* _Document section_:
Worries are a normal feature of human existence. Whether it is an upcoming presentation or a romantic date, we all have our concerns about the future, and in many cases, this type of worry is actually helpful1. For instance, worrying about that upcoming date may encourage you to buy a new outfit or clean your place of residence, both of which may help you impress your potential partner. In anxiety disorders, though, worrying can be taken to a pathological extreme2. For these individuals, worries are often intrusive and uncontrollable and can produce a significant amount of distress. Consequently, research scientists and clinicians alike are always on the hunt for easily implemented forms of treatment that can help alleviate such worries.

Focusing on the Negative

One aspect of pathological worry that is particularly distressing for sufferers is that these individuals tend to imagine only negative outcomes to future scenarios3. Returning to the romantic date example, an individual with healthy amounts of worry might imagine that their date will think their new outfit is ugly, but they will also imagine that their date might find it attractive and fashionable. In this way, their fear is balanced by a positive possibility. However, an individual with pathological worry will imagine only the negative outcome. In this scenario, the individual can become fixated on the imagined negative outcome and fail to realize that there are positive possibilities as well.

* _Exercises_:
A – According to the passage on worry, what kind of outcomes do people with pathological worry tend to imagine for future scenarios?
B – Pick up the passage on worry after its last sentence and carry it forward.
The listing has nothing to do with the text about worry.

* _Information shown_:

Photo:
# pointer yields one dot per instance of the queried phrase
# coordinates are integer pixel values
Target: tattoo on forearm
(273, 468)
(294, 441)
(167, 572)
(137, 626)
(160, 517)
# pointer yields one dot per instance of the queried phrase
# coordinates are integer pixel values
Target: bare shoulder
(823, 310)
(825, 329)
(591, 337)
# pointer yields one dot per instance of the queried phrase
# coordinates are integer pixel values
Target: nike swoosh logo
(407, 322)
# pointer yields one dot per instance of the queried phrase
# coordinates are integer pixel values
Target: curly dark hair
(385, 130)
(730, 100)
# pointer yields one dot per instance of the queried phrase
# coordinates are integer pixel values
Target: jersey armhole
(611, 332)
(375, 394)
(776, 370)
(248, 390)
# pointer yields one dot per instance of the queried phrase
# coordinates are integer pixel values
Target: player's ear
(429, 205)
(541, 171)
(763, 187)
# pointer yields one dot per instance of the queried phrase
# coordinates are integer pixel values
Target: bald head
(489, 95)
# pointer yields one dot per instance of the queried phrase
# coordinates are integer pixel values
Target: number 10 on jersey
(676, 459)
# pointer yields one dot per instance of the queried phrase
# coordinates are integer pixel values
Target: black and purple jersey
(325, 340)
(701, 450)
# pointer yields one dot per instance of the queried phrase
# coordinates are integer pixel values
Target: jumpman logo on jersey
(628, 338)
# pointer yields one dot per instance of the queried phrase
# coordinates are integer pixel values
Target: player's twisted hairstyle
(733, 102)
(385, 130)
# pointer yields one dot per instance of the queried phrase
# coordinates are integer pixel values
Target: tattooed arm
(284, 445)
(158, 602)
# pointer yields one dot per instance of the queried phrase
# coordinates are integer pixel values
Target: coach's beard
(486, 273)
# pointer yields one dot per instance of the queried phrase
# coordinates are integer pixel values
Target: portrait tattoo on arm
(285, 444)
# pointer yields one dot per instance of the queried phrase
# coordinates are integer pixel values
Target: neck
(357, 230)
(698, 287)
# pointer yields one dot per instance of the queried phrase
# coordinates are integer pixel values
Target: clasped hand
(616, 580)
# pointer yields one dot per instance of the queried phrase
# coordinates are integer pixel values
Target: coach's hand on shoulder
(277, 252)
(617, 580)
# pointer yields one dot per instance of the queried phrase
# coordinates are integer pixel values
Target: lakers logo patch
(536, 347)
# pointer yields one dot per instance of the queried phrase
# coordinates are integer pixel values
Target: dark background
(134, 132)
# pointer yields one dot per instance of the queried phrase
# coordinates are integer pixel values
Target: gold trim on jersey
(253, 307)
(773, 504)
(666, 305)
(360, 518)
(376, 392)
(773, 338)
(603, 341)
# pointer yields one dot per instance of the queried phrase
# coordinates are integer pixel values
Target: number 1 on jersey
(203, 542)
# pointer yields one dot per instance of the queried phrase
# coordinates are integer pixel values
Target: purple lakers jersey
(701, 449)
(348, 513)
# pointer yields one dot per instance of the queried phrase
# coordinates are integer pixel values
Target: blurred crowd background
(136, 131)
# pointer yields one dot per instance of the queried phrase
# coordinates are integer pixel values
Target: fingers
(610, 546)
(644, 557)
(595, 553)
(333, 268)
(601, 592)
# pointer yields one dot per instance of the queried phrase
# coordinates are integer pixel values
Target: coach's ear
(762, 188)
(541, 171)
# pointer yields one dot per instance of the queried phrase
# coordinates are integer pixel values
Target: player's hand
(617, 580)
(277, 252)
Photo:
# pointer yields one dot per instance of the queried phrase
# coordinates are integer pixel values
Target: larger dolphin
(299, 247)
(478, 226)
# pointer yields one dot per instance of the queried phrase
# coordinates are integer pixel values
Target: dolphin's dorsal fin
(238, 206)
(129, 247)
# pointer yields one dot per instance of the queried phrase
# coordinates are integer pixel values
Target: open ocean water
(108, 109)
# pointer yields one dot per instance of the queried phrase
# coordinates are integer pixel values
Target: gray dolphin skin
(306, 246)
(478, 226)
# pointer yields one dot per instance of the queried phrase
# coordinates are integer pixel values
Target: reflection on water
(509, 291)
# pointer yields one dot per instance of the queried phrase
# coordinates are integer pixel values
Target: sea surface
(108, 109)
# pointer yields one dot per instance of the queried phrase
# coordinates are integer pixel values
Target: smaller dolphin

* _Answers given_:
A – They tend to imagine only negative outcomes.

B –
Positive Thoughts as Way to Treat Worry?

Recently, a team of researchers led by Dr. Claire Eagleson of King's College London wanted to know whether pathological worriers could be trained to imagine positive outcomes to their worries rather than fixate on negative possibilities4. To investigate this question, the researchers recruited individuals with Generalized Anxiety Disorder (GAD) and trained them to respond to worries by imagining positive outcomes to the situations that spurred their fears. Participants were asked to identify a situation they were currently worried about, imagine how that event could have a positive outcome, and record this positive outcome in a journal. A separate group of participants were asked to simply imagine something positive that was completely unrelated to the initial worry and record this positive imagery in their journal. The researchers then sent participants home with these journals so that they could record themselves practicing.

After four weeks, the participants came back into the lab, and they were evaluated to see if their anxiety had improved. The results revealed that, on average, participants reported a significant decrease in their worry and experience of anxiety-related symptoms over the course of the study. They also reported an increase in their feelings of optimism. Intriguingly, the participants who imagined unrelated positive events reported the same improvements in worries and anxiety as well as the same increase in optimism. Thus, this intervention seemed to help even after a very short period of time.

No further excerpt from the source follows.